YOUR ASSIGNMENT
Transcribe the entries, keeping every character the same.

GIVEN RECORDS
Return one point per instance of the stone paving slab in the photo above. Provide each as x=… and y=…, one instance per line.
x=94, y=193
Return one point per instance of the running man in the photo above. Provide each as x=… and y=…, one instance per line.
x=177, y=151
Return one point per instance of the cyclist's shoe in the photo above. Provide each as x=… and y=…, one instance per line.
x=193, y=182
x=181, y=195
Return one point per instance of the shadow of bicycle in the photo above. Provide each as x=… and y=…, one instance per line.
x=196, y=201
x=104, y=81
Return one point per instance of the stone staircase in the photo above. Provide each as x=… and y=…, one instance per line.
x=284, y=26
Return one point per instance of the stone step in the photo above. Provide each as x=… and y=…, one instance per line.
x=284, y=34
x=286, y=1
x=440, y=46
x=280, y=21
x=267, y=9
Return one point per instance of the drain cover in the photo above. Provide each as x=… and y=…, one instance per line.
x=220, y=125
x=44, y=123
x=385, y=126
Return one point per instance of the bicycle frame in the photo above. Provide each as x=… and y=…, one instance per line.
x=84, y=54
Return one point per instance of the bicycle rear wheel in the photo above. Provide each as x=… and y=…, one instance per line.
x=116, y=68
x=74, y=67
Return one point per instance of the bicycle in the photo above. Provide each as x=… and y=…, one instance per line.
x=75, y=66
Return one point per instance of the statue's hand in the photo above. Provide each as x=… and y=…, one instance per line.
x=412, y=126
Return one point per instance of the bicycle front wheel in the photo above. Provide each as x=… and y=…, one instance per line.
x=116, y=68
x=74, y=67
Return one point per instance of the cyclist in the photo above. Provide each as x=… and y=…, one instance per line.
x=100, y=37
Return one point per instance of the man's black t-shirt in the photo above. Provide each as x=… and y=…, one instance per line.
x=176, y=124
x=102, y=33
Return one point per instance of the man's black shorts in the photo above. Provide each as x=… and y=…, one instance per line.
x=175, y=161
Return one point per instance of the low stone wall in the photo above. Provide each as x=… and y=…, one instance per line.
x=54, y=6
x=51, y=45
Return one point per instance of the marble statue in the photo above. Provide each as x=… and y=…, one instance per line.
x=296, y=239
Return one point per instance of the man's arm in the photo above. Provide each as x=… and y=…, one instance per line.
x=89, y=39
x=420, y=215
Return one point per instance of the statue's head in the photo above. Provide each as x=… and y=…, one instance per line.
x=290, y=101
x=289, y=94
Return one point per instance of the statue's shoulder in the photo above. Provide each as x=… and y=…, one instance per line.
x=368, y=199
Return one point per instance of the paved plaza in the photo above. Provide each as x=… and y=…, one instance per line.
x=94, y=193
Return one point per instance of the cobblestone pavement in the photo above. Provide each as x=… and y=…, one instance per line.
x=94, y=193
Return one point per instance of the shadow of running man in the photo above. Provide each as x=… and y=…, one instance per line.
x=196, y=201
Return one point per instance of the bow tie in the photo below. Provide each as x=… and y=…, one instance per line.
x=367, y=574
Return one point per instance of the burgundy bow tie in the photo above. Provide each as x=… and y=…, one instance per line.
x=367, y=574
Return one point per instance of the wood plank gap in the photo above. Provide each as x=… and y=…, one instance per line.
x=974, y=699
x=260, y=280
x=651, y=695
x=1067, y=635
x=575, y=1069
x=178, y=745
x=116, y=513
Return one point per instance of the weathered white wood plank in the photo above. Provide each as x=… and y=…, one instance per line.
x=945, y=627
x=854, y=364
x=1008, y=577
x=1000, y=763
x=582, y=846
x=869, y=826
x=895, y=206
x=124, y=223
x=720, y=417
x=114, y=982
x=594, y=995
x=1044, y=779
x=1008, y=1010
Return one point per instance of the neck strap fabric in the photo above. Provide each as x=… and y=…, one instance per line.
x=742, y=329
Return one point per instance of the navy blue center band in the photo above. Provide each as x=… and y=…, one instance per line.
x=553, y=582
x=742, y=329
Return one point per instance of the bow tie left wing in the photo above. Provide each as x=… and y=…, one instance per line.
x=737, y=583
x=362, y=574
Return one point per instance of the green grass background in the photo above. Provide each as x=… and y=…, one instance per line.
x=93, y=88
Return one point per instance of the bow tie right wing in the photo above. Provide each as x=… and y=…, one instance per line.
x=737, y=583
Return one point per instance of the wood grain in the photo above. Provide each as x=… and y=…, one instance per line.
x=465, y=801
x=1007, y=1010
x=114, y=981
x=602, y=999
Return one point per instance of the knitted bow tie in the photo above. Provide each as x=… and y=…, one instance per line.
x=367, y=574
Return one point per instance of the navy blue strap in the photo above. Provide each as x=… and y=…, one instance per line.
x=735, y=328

PROBLEM SOLUTION
Return one point per instance of the stone paving slab in the photo above. Provide each as x=… and y=…, one instance per line.
x=94, y=193
Return one point per instance of the running man in the photo above. Provide each as x=… and y=…, one instance per line.
x=177, y=151
Return one point per instance of the cyclist's shoe in the photo above. Provide each as x=… and y=…, one instance per line.
x=193, y=182
x=181, y=195
Return one point per instance of the shadow of bicycle in the photo above. Provide each as x=… and y=…, one instance per line.
x=196, y=201
x=104, y=81
Return one point per instance of the stone staircase in the photo above. Provide each as x=… and y=…, one instance per line.
x=284, y=26
Return one point per instance of the stone step in the photo above. Provide each as x=… and y=…, one instance per line.
x=284, y=34
x=286, y=1
x=440, y=46
x=280, y=21
x=267, y=9
Return one point per instance of the drain cover in the photo above. Provide each as x=… and y=…, one instance per line.
x=220, y=125
x=44, y=123
x=385, y=126
Return one point per instance of the bicycle frame in the photo above. Provide each as x=… and y=…, one instance per line.
x=84, y=54
Return one point per instance of the bicycle rear wheel in the photo above. Provide each as x=… and y=…, one instance per line.
x=116, y=68
x=74, y=67
Return one point per instance of the bicycle in the photo above. Provide each as x=… and y=…, one instance per line.
x=75, y=66
Return one point per instance of the statue's hand in the photo above. Provide each as x=… and y=…, one instance per line.
x=412, y=126
Return one point per instance of the bicycle front wheel in the photo above. Provide each as x=… and y=…, one instance per line.
x=116, y=68
x=74, y=67
Return one point per instance of the cyclist in the photo above. Provide each as x=… and y=…, one instance per line.
x=100, y=37
Return one point per instance of the man's black t-shirt in the photo above. Provide each as x=… and y=…, one instance per line.
x=176, y=124
x=102, y=33
Return one point per instance of the man's black shorts in the photo above. Provide each as x=… and y=…, one instance per line.
x=175, y=161
Return one point per instance of the low stone wall in the photo above. Provide each as x=… and y=…, one instance per line.
x=54, y=6
x=51, y=45
Return one point per instance of the marble statue in the photo above. Provide each as x=… and y=…, one instance per line.
x=296, y=239
Return one point per instance of the man's arm in the photo above. Provide each as x=… and y=…, one instance per line.
x=89, y=39
x=420, y=215
Return one point per instance of the statue's head in the photo above. Provide each as x=… and y=…, one instance per line.
x=290, y=101
x=289, y=94
Return one point per instance of the statue's shoulder in the photo above. Provide each as x=… and y=…, one instance per line.
x=368, y=199
Return one point per instance of the paved plaza in the photo above. Provide each as x=… and y=…, one instance per line.
x=94, y=193
Return one point per instance of the cobblestone pavement in the photo above. Provide each as x=… and y=…, one instance per line.
x=94, y=193
Return one point per instance of the shadow of running man in the photo above. Provide each as x=… and y=…, one instance per line.
x=196, y=201
Return one point per instance of the bow tie in the photo below. Provide each as x=… and y=…, one instance per line.
x=367, y=574
Return one point per instance of the burgundy bow tie in the photo above. Provide each as x=… and y=…, one instance per line.
x=367, y=574
Return one point per instance of the wood plank gap in the photo above. Provide each as x=… and y=…, one instance per line.
x=974, y=699
x=260, y=280
x=651, y=695
x=1067, y=635
x=575, y=1069
x=178, y=745
x=116, y=513
Return one point per instance of the weathered white wood plank in the photo above. Provide each as x=… and y=…, one instance per line.
x=945, y=627
x=854, y=364
x=1008, y=577
x=1000, y=763
x=582, y=846
x=869, y=826
x=895, y=206
x=124, y=223
x=720, y=417
x=114, y=982
x=594, y=995
x=1044, y=779
x=1008, y=1010
Return one point per instance of the neck strap fabric in the photo above. Provide each as x=… and y=…, one instance per line.
x=742, y=329
Return one point per instance of the navy blue center band in the photo above. Provide each as x=… and y=…, one instance per line.
x=553, y=582
x=742, y=329
Return one point per instance of the bow tie left wing in the photo above. Provide each as x=… and y=…, one instance per line.
x=737, y=583
x=362, y=574
Return one point per instance of the green grass background in the photo above. Provide each as x=… and y=…, one instance per line.
x=93, y=88
Return one point per instance of the bow tie right wing in the photo above. Provide each as x=… and y=…, one instance per line.
x=737, y=583
Return one point per instance of the wood grain in the photo above. Provide each as x=… and y=…, one instance per line.
x=465, y=801
x=1007, y=1010
x=114, y=981
x=602, y=999
Return one point per instance of the knitted bow tie in the photo above. Provide each as x=… and y=…, one instance per line.
x=367, y=574
Return one point per instance of the navy blue strap in the photo above. Provide each as x=… and y=…, one instance per line.
x=735, y=328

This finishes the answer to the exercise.